Work to complete | Your copy should match the records exactly, except that it contains no pictures.

□ □ □ □ □ □ □

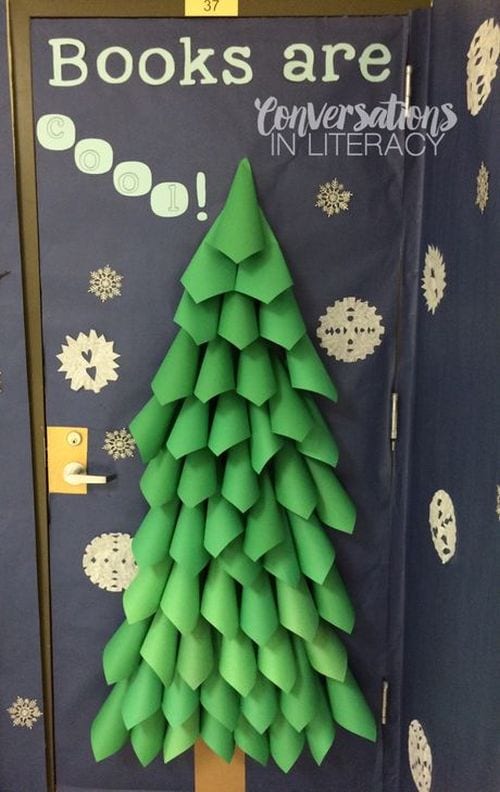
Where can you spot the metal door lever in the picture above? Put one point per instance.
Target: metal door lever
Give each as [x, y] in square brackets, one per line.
[75, 474]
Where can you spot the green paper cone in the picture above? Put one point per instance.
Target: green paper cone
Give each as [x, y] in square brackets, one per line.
[159, 649]
[295, 488]
[265, 527]
[190, 430]
[285, 743]
[121, 654]
[230, 423]
[333, 602]
[196, 655]
[327, 653]
[259, 617]
[263, 443]
[277, 661]
[198, 478]
[181, 599]
[108, 732]
[260, 707]
[152, 540]
[349, 707]
[240, 485]
[150, 425]
[256, 381]
[147, 738]
[200, 320]
[335, 508]
[142, 597]
[143, 696]
[281, 321]
[216, 373]
[238, 320]
[314, 550]
[222, 526]
[237, 664]
[159, 481]
[219, 604]
[307, 371]
[296, 608]
[176, 376]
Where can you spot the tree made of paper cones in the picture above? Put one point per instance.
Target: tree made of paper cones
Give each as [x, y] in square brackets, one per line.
[231, 629]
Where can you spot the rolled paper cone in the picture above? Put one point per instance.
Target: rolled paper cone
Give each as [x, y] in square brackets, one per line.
[307, 371]
[176, 377]
[143, 595]
[198, 480]
[143, 696]
[219, 604]
[150, 426]
[230, 424]
[108, 733]
[200, 319]
[181, 599]
[190, 430]
[285, 743]
[290, 416]
[159, 649]
[121, 654]
[263, 443]
[259, 616]
[314, 550]
[255, 381]
[159, 481]
[240, 485]
[297, 611]
[238, 320]
[216, 373]
[333, 602]
[147, 738]
[349, 707]
[327, 653]
[280, 321]
[335, 508]
[223, 524]
[151, 543]
[237, 664]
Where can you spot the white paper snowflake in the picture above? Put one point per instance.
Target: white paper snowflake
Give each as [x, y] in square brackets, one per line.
[434, 278]
[420, 757]
[482, 60]
[119, 444]
[350, 330]
[24, 712]
[333, 198]
[105, 283]
[108, 561]
[89, 362]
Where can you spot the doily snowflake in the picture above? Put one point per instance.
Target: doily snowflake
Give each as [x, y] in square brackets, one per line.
[333, 198]
[89, 361]
[109, 563]
[119, 444]
[482, 187]
[105, 283]
[434, 278]
[24, 712]
[350, 330]
[482, 60]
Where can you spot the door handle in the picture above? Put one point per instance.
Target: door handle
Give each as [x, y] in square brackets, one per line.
[75, 474]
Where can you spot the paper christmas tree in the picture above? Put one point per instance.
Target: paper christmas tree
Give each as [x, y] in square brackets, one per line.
[232, 622]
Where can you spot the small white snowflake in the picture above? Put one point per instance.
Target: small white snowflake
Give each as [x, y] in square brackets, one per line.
[105, 283]
[333, 198]
[119, 444]
[24, 712]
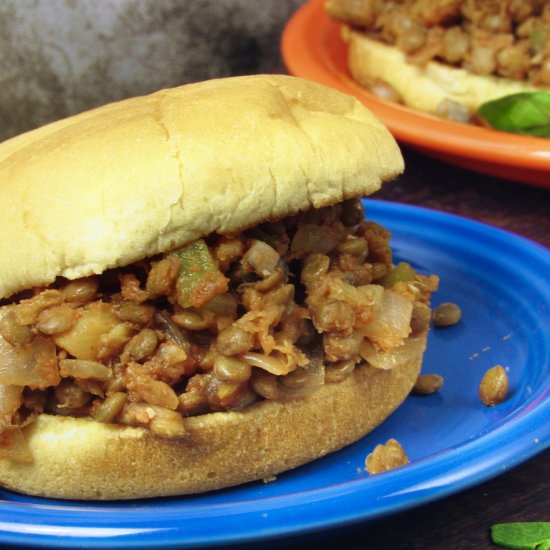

□ □ □ □ □ □ □

Reply to the exercise |
Where can you spot the metal door lever in the picture above? Put one point per instance.
Target: metal door lever
Give each as [x, y] in square brackets, one per line.
[75, 474]
Where can you spot the green paper cone in the picture above? Put one point per instance.
Target: green paper cone
Give each as [x, y] in square brackets, one per line.
[159, 649]
[295, 488]
[265, 527]
[190, 430]
[285, 743]
[121, 654]
[230, 423]
[333, 602]
[196, 655]
[327, 653]
[259, 617]
[263, 443]
[277, 661]
[198, 478]
[181, 599]
[108, 732]
[260, 707]
[152, 540]
[349, 707]
[240, 485]
[150, 425]
[256, 381]
[147, 738]
[200, 320]
[335, 508]
[142, 597]
[143, 696]
[281, 321]
[216, 373]
[238, 320]
[314, 550]
[222, 526]
[237, 664]
[159, 481]
[219, 604]
[307, 371]
[296, 608]
[176, 376]
Where can you spot the tree made of paper cones in the picture above? Put one point per instance.
Target: tree made of paper cones
Give each as [x, y] in square brackets, one per line.
[231, 629]
Where can you spot the rolled paper cone in the picture above? Put one point per instance.
Target: rolled paper cone
Give each as [x, y] in square brackets, one per line.
[307, 371]
[176, 377]
[143, 595]
[198, 480]
[143, 696]
[219, 604]
[150, 426]
[230, 424]
[108, 733]
[200, 319]
[181, 599]
[190, 430]
[285, 743]
[290, 416]
[159, 649]
[121, 654]
[263, 443]
[259, 616]
[314, 550]
[255, 381]
[159, 481]
[240, 485]
[297, 611]
[238, 320]
[216, 373]
[333, 602]
[147, 738]
[349, 707]
[327, 653]
[280, 321]
[335, 508]
[223, 524]
[151, 543]
[237, 664]
Where can you spot the white paper snowflake in the picture above? Put one point per instance.
Target: white paper snowflake
Give each as [x, y] in square brackets, one per line.
[434, 278]
[420, 757]
[482, 60]
[119, 444]
[350, 330]
[24, 712]
[333, 198]
[105, 283]
[108, 561]
[89, 362]
Where can you spot the doily snowflake in the picture above? Put one point per instance.
Target: doily snowflake
Give each as [x, y] in square brackets, one per line.
[333, 198]
[89, 361]
[109, 563]
[119, 444]
[482, 187]
[105, 283]
[434, 278]
[24, 712]
[350, 330]
[482, 60]
Where can you spot the door handle in the picture above? Put one point per instance.
Target: door handle
Give each as [x, y] in square brackets, one per line.
[75, 474]
Where can you spot the paper christmas tree in the picture above? Put one point per instance.
Target: paper christmas tree
Give each as [x, y] in square brackets, one per line.
[232, 622]
Where can you spot the small white snowflake in the picture above? Put one point per instance.
Target: small white snowflake
Give each as [x, y] in square brackets, one per line.
[105, 283]
[333, 198]
[119, 444]
[24, 712]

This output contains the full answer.